═══ I record

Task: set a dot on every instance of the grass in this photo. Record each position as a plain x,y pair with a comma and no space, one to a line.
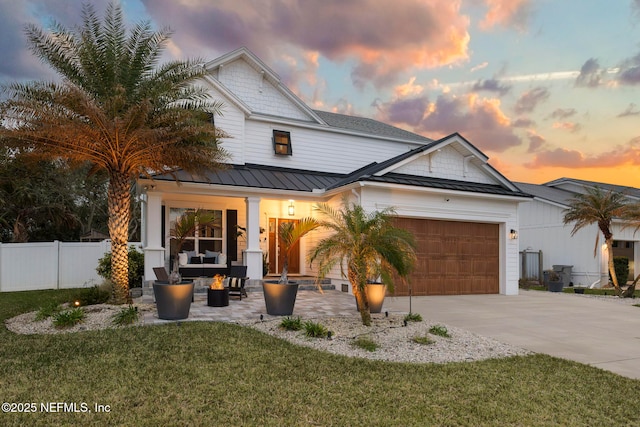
365,343
205,373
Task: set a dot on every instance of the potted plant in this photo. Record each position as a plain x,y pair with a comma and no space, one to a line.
173,300
368,244
280,297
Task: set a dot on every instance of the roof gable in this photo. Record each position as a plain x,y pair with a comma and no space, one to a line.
256,88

══════

> [Problema breve] Trascrivi fedelmente tutti i record qui sopra, senza riportare le immagini.

> [Risposta scritta]
Task: set a dot on every instance of the grass in this photo. Record each position as a plain x,y pair with a comma and no space, one to a line.
365,343
205,373
Task: set a dot on every instance of the potted plant in this photo. Record each position as a plain x,y pair with a comma and no space, one to a line.
173,300
368,244
280,297
Task: set a dot on every instance of the roof gable in this photo. Record each position as a plain x,y pair with a comma and no space, one to a line.
256,88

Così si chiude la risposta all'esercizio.